Every line below that holds the word "woman" must be listed.

○ ○ ○ ○ ○ ○ ○

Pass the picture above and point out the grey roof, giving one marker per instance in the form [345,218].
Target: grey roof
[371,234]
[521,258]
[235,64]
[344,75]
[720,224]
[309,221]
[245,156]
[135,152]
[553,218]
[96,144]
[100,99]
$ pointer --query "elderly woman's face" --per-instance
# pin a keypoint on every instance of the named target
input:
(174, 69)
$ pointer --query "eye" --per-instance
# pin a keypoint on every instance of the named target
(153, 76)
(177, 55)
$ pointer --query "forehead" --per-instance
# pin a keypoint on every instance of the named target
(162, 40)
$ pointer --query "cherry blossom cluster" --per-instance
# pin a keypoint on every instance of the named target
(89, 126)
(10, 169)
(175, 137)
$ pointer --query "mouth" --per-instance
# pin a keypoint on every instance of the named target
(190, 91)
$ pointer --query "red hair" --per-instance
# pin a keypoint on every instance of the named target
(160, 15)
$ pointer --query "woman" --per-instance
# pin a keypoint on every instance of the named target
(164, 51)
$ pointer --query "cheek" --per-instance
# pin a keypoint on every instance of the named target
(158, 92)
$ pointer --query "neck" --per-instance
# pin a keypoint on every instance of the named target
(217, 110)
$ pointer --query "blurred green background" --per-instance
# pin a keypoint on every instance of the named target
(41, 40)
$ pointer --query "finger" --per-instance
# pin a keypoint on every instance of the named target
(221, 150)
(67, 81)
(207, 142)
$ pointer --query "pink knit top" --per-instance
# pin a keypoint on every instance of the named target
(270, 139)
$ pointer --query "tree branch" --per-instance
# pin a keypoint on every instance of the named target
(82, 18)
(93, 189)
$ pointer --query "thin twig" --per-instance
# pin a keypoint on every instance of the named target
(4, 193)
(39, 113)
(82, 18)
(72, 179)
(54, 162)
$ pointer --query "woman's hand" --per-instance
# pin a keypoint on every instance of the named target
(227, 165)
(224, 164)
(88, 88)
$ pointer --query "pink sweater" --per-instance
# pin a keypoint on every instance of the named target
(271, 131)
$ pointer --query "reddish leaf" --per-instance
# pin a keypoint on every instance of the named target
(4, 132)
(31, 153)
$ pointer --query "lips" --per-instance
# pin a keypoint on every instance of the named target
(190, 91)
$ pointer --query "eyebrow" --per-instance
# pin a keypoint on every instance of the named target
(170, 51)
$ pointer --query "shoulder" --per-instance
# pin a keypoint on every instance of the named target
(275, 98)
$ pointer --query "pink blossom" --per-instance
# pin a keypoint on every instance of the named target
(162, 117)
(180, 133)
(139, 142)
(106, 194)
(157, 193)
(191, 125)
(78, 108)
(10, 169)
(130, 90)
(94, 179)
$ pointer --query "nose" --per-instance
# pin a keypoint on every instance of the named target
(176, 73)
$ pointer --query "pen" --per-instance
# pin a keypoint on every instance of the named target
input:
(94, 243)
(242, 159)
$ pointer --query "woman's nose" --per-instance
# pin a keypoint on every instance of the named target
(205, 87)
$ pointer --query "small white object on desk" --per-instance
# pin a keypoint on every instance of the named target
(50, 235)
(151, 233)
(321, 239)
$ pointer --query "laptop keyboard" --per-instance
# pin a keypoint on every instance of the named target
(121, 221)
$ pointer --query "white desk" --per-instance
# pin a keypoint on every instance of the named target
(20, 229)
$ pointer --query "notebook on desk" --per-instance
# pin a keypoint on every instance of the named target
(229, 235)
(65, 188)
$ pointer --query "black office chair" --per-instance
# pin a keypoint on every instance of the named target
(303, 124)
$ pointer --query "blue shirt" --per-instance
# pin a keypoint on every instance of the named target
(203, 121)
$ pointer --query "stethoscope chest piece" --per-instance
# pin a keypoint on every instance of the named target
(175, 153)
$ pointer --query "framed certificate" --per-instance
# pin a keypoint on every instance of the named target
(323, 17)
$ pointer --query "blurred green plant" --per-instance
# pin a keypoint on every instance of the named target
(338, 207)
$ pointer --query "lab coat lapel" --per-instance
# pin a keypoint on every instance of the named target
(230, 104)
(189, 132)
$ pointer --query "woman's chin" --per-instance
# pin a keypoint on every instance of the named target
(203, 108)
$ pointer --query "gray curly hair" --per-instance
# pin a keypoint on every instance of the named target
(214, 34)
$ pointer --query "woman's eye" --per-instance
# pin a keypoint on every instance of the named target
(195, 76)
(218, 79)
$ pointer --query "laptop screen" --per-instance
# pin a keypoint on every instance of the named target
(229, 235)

○ ○ ○ ○ ○ ○ ○

▶ **EXERCISE SOLUTION**
$ pointer --query "elderly woman's face" --per-instance
$ pointer --query "woman" --per-instance
$ pointer --query "woman's hand" --per-instance
$ pointer --query "woman's nose" --per-instance
$ pointer --query "woman's chin" --per-instance
$ pointer --query "woman's eye" --per-instance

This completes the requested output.